Required task: Format every line of the data below as a numbered list, leaving out any blank lines.

[Entries for pointing and labeling]
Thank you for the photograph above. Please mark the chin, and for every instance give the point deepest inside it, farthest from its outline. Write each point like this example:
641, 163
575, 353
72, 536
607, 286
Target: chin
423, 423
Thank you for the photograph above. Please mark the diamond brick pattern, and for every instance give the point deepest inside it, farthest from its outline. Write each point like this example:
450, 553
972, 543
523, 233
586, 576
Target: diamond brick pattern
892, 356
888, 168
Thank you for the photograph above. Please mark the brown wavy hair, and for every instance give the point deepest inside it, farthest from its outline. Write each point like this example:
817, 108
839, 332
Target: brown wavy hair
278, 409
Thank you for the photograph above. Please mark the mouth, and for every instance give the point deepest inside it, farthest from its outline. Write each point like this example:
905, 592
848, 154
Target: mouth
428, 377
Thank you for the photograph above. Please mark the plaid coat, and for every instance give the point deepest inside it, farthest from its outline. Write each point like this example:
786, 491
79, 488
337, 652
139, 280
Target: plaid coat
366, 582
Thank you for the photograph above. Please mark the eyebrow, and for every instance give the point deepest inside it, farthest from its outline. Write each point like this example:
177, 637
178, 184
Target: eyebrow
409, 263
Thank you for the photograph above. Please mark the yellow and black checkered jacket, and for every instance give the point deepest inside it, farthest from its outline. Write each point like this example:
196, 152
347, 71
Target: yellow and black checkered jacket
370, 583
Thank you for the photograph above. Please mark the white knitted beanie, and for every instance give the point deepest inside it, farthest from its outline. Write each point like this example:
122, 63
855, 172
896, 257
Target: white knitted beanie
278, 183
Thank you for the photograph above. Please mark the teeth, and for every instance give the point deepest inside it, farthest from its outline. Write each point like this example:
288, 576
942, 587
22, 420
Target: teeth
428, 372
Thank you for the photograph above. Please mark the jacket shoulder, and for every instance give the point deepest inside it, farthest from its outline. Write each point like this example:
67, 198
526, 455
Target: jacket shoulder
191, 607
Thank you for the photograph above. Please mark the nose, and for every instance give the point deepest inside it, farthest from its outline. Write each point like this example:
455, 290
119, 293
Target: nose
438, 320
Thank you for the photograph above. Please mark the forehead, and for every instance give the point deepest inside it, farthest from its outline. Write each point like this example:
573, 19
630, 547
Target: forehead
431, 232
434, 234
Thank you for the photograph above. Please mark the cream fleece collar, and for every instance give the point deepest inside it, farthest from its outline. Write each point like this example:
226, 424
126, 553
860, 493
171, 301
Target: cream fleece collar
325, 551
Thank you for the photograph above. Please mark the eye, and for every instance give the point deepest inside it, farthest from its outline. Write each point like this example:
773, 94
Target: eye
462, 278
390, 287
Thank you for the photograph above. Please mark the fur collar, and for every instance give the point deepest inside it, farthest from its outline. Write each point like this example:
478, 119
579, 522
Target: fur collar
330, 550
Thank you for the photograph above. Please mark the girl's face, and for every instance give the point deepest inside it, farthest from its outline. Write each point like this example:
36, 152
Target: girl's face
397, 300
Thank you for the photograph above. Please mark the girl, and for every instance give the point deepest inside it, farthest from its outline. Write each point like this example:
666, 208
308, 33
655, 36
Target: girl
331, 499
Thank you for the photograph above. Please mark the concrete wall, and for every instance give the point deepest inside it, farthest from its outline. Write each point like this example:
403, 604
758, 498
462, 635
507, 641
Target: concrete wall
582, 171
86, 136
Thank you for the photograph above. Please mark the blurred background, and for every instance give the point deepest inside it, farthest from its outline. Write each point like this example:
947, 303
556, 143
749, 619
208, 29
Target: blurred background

Task response:
1. Thank you for the photograph above. Please mark the chin, and for every instance give the point deepest inside it, farthest from its outline. Write each point like this example:
2. 641, 163
3. 575, 353
4. 72, 536
5. 607, 286
6. Target: chin
7. 423, 423
8. Thank you for the photograph above. Please mark the diamond brick pattern, and for every instance give the point deepest inside it, farthest from its outline. Write each point like this example:
9. 450, 553
10. 972, 543
11. 523, 233
12. 586, 576
13. Target: diamond brick pattern
14. 892, 356
15. 888, 168
16. Thank you for the photograph above. Please mark the brown wavy hair, and for every instance give the point deepest inside it, farthest from its outline. Write each point like this example:
17. 817, 108
18. 839, 332
19. Target: brown wavy hair
20. 278, 409
21. Thank you for the photograph above. Please mark the mouth, and for every instance give the point deepest inside it, farthest from its outline. Write each point like this example:
22. 905, 592
23. 848, 154
24. Target: mouth
25. 428, 377
26. Thank you for the photograph above. Please mark the plaid coat, and for every instance give the point deepest inside it, farthest from its outline. Write each point like this example:
27. 786, 491
28. 79, 488
29. 337, 652
30. 139, 280
31. Target: plaid coat
32. 366, 582
33. Thank you for the photograph above. Please mark the eyebrow, and for every instance give the point deepest inside it, farthest from its outline. Write each point like this example:
34. 177, 637
35. 178, 184
36. Target: eyebrow
37. 409, 263
38. Thank you for the photograph above. Please mark the yellow and black checkered jacket, and for every instance give the point deepest inside it, farthest from its outline. Write each point like this example:
39. 196, 152
40. 347, 71
41. Target: yellow and black checkered jacket
42. 370, 583
43. Thank you for the photograph above. Please mark the white knitted beanie, and for every instance give the point deepest inside it, farthest from its outline. Write each point like this example:
44. 122, 63
45. 855, 172
46. 896, 257
47. Target: white knitted beanie
48. 278, 183
49. Thank you for the photograph above. Please mark the teeth, and for every instance give the point deepest inside it, farthest from its outline. Write each point like this example:
50. 288, 576
51. 942, 587
52. 22, 420
53. Target: teeth
54. 428, 372
55. Thank you for the photograph above. Please mark the jacket shoulder, and for every instance give the point deepest inside it, farthest from its outline. Write each point like this example:
56. 67, 198
57. 526, 455
58. Target: jacket shoulder
59. 191, 607
60. Thank you for the photograph above. Please mark the nose, and for every instance give the point deepest inside it, farthest from its outline. Write each point like this example:
61. 455, 290
62. 119, 293
63. Target: nose
64. 438, 320
65. Thank you for the photograph above. Please mark the forehead, and for every instance give the point deepest inside it, farthest from its outline. Write each point like this example:
66. 573, 19
67. 630, 547
68. Target: forehead
69. 431, 232
70. 434, 234
71. Thank you for the photograph above. Please mark the cream fleece collar, and for every instance give the point deepest inside it, farthest from its outline. Write each point like this example:
72. 226, 424
73. 126, 553
74. 860, 493
75. 171, 301
76. Target: cream fleece collar
77. 325, 551
78. Thank you for the photograph above. Please mark the eye, and for every instance give the point deepest inside it, farthest from its outline. Write each point like this example:
79. 773, 94
80. Target: eye
81. 462, 278
82. 390, 287
83. Thank you for the photograph above. Please mark the fur collar, and for every instance give the point deepest inside it, farthest from its outline. Write each point like this example:
84. 478, 119
85. 579, 522
86. Target: fur collar
87. 330, 550
88. Thank you for the photograph above. Please mark the girl's face, and for every instance give the point deepest inside it, farthest from its outline. Write each point like this example:
89. 36, 152
90. Target: girl's face
91. 397, 300
92. Thank you for the photograph above. Please mark the girl, and for every instance give the point deepest inside it, farthest from its outline. Write each point like this example:
93. 666, 208
94. 308, 33
95. 655, 36
96. Target: girl
97. 331, 499
98. Thank you for the photograph above. Please mark the concrete wall, and for every instance give the point deepest inside it, farthest from its outline. Write each point like this example:
99. 403, 604
100. 758, 498
101. 462, 635
102. 507, 641
103. Target: concrete wall
104. 582, 171
105. 86, 136
106. Thank you for the photograph above. Please mark the blurred background, and for every instance give the point deepest inside it, farthest from its outline. Write each point like this example:
107. 947, 303
108. 556, 143
109. 749, 619
110. 208, 29
111. Target: blurred background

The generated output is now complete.